» Point localization data
::::
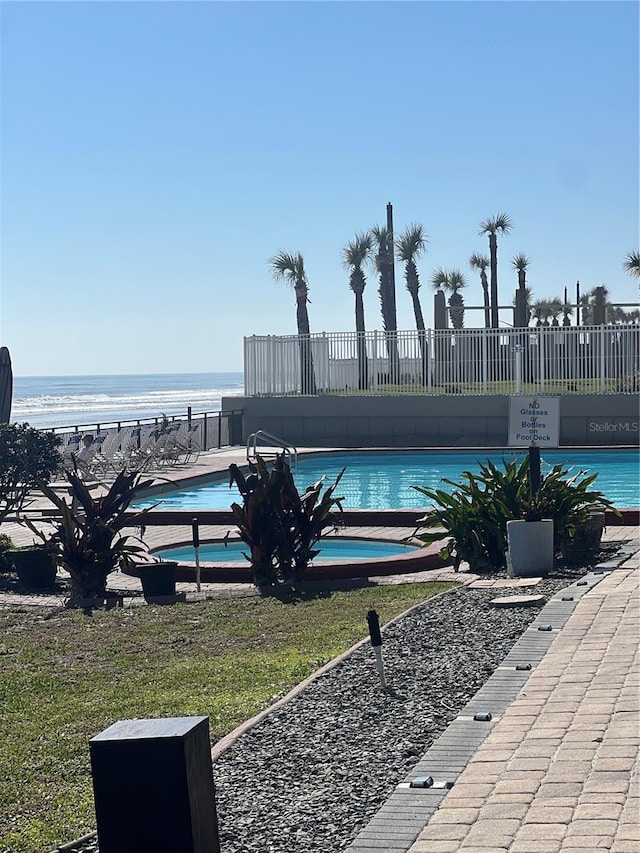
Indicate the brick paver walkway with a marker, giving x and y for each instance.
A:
(559, 771)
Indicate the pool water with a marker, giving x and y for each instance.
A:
(335, 550)
(383, 479)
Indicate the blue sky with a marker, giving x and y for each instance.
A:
(154, 156)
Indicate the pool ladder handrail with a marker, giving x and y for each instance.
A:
(290, 451)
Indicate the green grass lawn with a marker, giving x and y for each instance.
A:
(65, 676)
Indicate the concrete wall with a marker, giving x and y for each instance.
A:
(415, 421)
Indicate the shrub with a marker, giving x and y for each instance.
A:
(89, 542)
(28, 457)
(280, 525)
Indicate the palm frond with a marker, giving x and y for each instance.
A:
(456, 281)
(411, 243)
(520, 262)
(478, 261)
(440, 279)
(288, 267)
(357, 251)
(632, 263)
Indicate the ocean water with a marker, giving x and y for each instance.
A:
(56, 401)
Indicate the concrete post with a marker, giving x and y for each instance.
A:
(159, 774)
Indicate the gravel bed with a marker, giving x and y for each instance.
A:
(315, 771)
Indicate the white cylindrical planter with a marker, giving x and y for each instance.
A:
(530, 546)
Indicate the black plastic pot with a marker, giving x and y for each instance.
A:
(35, 567)
(158, 579)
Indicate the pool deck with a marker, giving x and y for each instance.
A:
(555, 769)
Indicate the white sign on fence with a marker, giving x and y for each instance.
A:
(534, 420)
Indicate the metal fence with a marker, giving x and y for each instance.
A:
(567, 360)
(213, 429)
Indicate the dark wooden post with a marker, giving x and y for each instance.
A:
(159, 774)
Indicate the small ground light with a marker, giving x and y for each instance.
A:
(422, 782)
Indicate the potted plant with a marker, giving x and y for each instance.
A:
(89, 543)
(280, 525)
(530, 541)
(473, 517)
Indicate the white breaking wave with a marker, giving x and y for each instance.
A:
(61, 401)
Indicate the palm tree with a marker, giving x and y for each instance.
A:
(541, 310)
(527, 304)
(632, 263)
(555, 309)
(520, 263)
(409, 246)
(354, 255)
(290, 268)
(498, 224)
(452, 282)
(383, 262)
(481, 262)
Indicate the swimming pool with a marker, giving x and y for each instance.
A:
(336, 549)
(383, 479)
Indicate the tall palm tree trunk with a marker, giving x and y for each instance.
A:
(363, 368)
(485, 295)
(493, 255)
(307, 376)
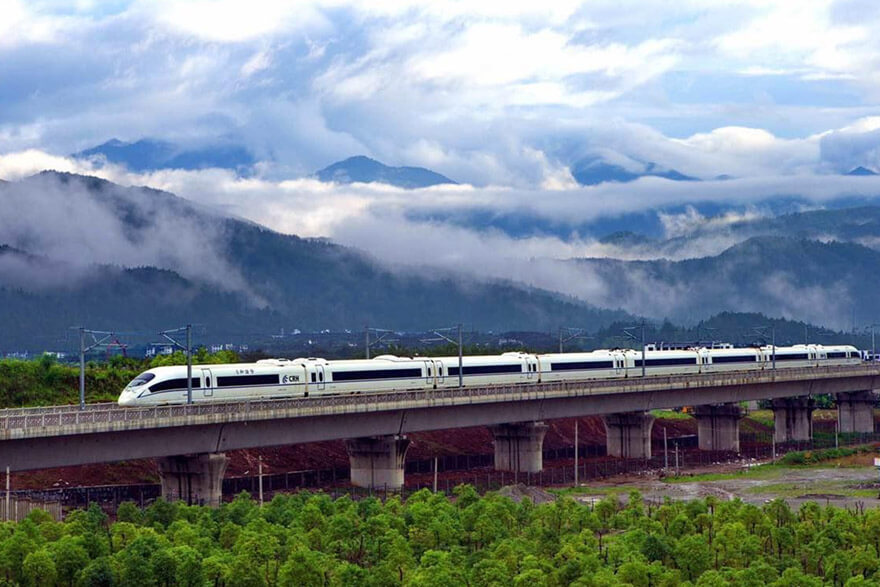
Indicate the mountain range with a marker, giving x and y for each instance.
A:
(365, 170)
(152, 154)
(234, 275)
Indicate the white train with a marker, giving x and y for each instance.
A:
(284, 378)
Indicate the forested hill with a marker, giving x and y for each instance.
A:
(430, 540)
(147, 259)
::::
» Work to be completed
Leave out the pictures and output the rest of the records exactly.

» Result of the task
Indicate the brick paver walkway with a marker, giving x and y for each instance.
A:
(559, 771)
Indicate the pool water with a marker, giving x and y for each instance.
A:
(335, 550)
(383, 479)
Indicate the blue sky with a marker, giving x and y for each instance.
A:
(154, 156)
Indicate the pool ladder handrail with a marker, giving x and y for each instance.
A:
(290, 451)
Indicate the green grass lawn with a marker, giving x and y for each instance.
A:
(65, 676)
Indicate the concrete wall with a marker, giving x and y for each instance.
A:
(415, 421)
Indicate the shrub with a marker, giving x and y for each instance.
A:
(89, 542)
(28, 457)
(280, 525)
Indicate the palm frond with a marker, giving x and y for each instance.
A:
(456, 281)
(411, 243)
(520, 262)
(478, 261)
(440, 279)
(288, 267)
(357, 251)
(632, 263)
Indicate the ocean water with a marker, giving x and y for each instance.
A:
(56, 401)
Indicate the concrete post with a marker, giving x and y for each instance.
A:
(159, 774)
Indicate the gravel bed with a marker, giving x and y for each instance.
A:
(315, 771)
Indicate the white cylindrical planter with a marker, giving x and y for each instance.
A:
(530, 546)
Indicate the black plastic pot with a marker, giving x and y for each instance.
A:
(35, 567)
(158, 579)
Indicate the pool deck with a marker, giving x and y for each instance.
A:
(555, 769)
Indicate the white sign on fence with a marker, giving x and y for each instance.
A:
(534, 420)
Indicate the metal fence with a marker, giving x and y for each instance.
A:
(567, 360)
(213, 429)
Indicate the dark wooden post with a marker, giving x and y for each instance.
A:
(159, 774)
Indicate the small ground light with a marker, giving x and y for each instance.
A:
(422, 782)
Indicate the potted plant with a marker, giving x and y for each instance.
A:
(89, 543)
(280, 525)
(530, 541)
(473, 517)
Indicate the white breaking wave with a marker, giving x and y for each instance.
A:
(61, 401)
Indicate the palm tree with a marker, giving x and y for each instance.
A:
(541, 310)
(527, 304)
(632, 263)
(555, 309)
(520, 263)
(409, 246)
(354, 255)
(290, 268)
(498, 224)
(452, 282)
(383, 262)
(481, 262)
Indicate the swimming pool with a marker, giving x and y for each instance.
A:
(336, 549)
(383, 479)
Indicate the tall palm tree trunk with a marker, giving x and y for each instance.
A:
(363, 368)
(485, 295)
(493, 255)
(307, 376)
Indicate the mountain range with a marker, giving x and y for each instance.
A:
(365, 170)
(152, 154)
(234, 275)
Indicate the white train with a marker, giving x and y for each instance.
A:
(284, 378)
Indicate the forested hill with a marker, giving x and y for each instance.
A:
(430, 540)
(147, 259)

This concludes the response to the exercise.